Directions for this task: Report every line in the entries below that contains the word "yellow".

[start of Input]

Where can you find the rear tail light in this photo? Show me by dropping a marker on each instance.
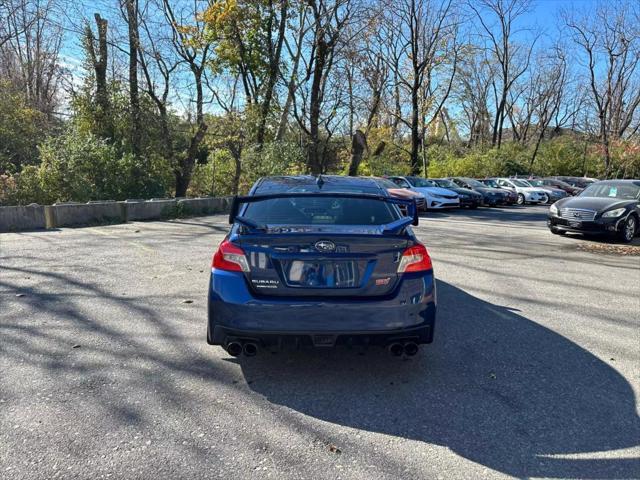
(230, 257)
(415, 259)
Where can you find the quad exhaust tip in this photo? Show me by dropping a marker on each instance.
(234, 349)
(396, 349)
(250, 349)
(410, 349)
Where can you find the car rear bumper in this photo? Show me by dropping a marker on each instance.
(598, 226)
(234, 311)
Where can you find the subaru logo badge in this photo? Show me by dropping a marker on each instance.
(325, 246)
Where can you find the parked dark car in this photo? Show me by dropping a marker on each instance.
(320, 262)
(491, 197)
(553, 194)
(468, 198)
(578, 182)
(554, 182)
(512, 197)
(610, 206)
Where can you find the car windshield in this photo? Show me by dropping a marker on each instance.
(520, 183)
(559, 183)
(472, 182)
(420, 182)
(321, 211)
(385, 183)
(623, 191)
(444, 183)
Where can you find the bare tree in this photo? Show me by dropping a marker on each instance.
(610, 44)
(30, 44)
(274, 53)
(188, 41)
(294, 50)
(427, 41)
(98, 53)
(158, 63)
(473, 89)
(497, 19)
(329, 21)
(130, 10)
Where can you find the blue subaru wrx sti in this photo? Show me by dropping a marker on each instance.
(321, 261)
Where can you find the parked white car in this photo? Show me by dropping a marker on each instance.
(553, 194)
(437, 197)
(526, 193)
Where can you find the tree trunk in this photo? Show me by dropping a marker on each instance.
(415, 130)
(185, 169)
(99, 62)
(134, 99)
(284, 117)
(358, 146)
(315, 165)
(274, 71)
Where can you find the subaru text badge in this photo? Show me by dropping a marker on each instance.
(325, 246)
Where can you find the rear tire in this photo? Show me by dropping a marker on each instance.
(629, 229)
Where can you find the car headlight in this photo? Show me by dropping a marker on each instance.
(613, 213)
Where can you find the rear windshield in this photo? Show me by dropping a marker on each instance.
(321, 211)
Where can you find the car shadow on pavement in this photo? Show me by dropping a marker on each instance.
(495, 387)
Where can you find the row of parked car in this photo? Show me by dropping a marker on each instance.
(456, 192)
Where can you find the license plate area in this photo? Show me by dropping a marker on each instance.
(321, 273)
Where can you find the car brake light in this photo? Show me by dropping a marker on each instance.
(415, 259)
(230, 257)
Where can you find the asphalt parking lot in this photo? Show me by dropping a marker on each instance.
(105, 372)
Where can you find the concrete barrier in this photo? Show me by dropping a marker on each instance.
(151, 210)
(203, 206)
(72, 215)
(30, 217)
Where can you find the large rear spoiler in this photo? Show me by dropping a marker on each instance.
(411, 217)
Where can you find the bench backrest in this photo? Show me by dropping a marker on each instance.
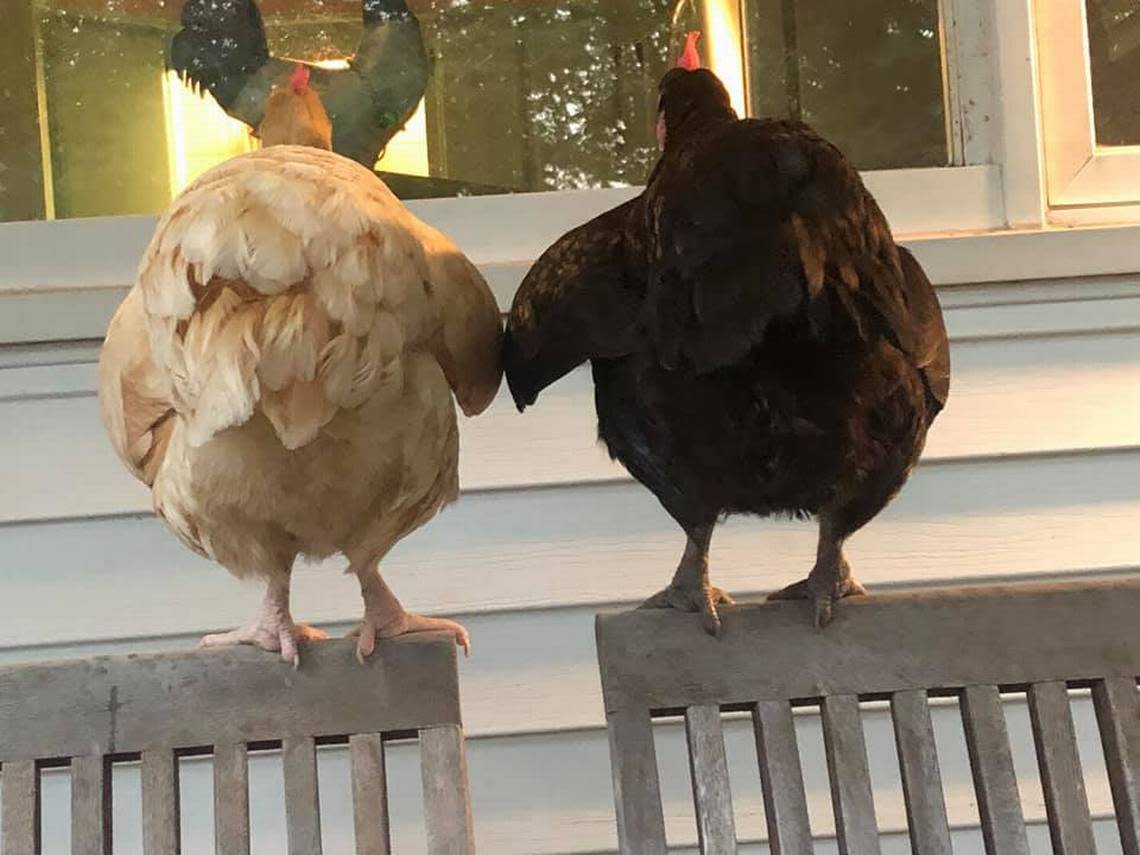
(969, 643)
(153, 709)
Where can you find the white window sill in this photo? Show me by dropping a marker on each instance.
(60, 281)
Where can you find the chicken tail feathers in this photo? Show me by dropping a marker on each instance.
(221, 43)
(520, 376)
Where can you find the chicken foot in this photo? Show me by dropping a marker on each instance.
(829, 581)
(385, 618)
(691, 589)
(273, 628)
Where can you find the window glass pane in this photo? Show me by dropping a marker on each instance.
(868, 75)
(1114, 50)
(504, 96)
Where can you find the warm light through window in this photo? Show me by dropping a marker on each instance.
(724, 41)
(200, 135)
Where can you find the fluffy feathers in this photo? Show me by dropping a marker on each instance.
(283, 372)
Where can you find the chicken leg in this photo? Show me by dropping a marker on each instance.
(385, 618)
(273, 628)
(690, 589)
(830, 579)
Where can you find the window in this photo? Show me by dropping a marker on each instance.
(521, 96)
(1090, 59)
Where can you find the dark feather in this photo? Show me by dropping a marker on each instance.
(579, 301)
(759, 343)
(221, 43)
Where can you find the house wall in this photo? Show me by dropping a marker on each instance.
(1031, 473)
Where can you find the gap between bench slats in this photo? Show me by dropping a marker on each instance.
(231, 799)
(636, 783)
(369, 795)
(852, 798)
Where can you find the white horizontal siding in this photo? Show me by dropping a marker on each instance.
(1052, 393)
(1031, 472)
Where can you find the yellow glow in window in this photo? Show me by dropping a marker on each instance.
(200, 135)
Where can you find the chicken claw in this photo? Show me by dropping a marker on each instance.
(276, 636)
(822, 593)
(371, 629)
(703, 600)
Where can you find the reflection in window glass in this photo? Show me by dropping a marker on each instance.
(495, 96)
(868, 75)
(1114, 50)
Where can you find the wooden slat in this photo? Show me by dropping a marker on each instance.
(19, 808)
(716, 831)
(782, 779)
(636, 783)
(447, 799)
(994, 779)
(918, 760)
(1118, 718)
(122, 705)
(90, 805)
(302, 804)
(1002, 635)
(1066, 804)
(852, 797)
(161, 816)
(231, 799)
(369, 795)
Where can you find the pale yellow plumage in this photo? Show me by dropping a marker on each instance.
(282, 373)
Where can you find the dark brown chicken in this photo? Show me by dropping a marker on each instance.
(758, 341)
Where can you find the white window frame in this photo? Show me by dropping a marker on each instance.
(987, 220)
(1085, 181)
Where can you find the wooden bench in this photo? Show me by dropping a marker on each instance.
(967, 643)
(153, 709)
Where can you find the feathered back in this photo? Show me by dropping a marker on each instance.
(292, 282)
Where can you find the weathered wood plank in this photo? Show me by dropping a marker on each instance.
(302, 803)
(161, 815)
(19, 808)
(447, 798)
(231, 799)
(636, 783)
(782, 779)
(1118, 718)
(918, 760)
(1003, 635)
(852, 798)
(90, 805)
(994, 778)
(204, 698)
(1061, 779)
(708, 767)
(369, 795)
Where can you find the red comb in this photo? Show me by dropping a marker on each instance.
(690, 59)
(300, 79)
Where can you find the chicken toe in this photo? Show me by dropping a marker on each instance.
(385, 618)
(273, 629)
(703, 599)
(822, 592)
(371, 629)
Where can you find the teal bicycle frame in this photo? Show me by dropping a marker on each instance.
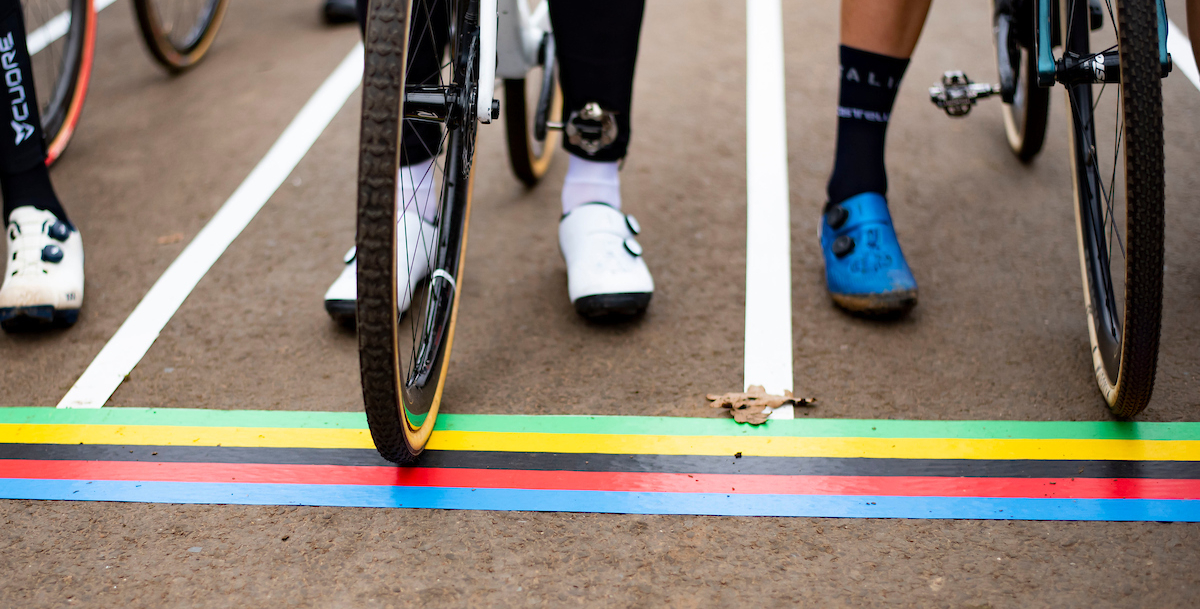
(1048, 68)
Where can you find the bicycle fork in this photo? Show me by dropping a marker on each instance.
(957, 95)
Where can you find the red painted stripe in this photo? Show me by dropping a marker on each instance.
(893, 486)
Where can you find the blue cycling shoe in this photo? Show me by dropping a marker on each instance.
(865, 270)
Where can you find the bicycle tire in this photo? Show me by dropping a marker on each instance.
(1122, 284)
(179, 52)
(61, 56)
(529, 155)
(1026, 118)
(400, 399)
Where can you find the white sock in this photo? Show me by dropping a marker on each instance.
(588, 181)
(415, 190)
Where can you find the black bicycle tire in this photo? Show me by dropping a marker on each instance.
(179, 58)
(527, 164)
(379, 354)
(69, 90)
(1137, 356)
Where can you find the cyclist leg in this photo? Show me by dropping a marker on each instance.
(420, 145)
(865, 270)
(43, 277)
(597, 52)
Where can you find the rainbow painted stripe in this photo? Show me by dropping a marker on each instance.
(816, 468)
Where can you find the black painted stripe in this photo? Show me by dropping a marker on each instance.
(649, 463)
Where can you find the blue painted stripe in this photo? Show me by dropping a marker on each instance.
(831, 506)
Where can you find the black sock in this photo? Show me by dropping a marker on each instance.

[end of Input]
[start of Input]

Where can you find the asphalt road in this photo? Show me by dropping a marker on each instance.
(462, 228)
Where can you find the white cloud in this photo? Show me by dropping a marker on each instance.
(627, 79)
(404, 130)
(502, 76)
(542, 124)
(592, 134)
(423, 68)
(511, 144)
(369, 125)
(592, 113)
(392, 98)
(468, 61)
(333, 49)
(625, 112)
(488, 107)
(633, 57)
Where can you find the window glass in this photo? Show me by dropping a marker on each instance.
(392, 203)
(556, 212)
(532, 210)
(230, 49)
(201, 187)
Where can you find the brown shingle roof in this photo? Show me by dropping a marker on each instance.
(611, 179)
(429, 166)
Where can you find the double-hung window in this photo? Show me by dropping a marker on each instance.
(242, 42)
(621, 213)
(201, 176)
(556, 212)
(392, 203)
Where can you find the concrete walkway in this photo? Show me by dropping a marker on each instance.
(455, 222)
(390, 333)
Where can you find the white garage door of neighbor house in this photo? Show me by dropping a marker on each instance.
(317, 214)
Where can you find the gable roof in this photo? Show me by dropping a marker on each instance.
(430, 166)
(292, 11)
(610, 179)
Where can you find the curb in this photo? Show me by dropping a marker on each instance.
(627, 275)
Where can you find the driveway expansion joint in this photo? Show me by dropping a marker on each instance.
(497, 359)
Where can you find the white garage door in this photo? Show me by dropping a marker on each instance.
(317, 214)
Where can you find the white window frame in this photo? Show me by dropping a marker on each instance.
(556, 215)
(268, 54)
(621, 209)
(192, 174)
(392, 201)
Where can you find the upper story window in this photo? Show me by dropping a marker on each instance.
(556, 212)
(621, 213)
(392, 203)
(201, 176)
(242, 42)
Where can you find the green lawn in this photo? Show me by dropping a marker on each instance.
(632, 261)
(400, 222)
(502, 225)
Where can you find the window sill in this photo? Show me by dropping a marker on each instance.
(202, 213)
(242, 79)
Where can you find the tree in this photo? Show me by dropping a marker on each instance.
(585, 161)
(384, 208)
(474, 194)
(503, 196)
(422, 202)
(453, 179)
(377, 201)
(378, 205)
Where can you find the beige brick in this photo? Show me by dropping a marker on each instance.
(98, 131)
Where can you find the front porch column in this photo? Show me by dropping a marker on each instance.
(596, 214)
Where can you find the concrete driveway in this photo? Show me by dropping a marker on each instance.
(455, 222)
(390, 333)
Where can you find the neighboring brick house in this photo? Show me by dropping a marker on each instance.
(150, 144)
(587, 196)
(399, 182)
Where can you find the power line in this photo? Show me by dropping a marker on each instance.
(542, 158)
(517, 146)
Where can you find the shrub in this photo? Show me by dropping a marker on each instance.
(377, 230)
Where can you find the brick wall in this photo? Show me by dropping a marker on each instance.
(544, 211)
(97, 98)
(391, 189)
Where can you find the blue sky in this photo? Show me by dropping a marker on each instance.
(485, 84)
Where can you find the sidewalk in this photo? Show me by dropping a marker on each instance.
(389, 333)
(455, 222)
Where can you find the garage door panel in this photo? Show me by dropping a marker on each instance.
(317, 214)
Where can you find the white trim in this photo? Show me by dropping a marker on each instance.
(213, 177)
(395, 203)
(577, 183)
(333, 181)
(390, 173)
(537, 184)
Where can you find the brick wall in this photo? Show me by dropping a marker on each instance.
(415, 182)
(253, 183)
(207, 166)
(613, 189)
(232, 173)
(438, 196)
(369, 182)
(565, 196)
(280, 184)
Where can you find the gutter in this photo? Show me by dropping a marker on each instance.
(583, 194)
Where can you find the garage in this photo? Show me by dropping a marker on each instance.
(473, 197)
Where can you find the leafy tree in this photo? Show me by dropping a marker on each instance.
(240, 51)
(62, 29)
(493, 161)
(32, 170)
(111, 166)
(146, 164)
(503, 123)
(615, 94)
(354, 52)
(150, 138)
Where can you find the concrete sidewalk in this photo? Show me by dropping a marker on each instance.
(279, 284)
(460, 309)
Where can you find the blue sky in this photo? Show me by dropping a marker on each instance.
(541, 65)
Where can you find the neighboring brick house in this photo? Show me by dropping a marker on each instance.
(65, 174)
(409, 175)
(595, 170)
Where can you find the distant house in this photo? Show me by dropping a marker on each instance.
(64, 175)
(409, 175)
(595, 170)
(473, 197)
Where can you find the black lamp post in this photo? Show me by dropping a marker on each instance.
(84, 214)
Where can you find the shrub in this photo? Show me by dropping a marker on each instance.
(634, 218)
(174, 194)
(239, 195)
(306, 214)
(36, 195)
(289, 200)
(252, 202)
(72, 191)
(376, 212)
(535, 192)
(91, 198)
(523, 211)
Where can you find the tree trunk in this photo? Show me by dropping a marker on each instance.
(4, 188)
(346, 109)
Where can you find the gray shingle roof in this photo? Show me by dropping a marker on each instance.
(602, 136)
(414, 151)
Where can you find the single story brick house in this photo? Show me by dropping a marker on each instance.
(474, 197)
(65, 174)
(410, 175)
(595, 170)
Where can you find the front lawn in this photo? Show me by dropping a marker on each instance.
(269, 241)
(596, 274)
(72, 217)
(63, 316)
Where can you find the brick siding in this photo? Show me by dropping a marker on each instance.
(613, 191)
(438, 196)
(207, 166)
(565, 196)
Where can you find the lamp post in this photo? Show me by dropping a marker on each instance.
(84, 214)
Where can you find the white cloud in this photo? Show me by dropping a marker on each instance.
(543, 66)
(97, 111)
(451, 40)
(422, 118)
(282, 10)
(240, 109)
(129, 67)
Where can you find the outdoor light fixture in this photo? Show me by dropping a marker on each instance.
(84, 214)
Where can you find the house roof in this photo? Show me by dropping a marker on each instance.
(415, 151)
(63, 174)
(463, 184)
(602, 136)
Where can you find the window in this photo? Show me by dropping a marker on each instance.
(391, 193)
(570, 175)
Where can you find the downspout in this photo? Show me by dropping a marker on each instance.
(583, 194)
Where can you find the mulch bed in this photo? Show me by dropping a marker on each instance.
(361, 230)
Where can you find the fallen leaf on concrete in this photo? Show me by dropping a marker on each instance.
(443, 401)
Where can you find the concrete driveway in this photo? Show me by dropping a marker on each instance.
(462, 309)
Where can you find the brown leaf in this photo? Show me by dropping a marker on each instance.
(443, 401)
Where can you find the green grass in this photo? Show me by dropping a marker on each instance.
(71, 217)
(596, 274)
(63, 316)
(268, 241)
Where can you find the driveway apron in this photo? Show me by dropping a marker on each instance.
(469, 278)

[end of Input]

Full output:
Where can you find the yellow glow in window in this photo? Show me by dropping a marker on each instance.
Where can you find the pale yellow plumage in this photo? Show me by dropping a marker on each instance.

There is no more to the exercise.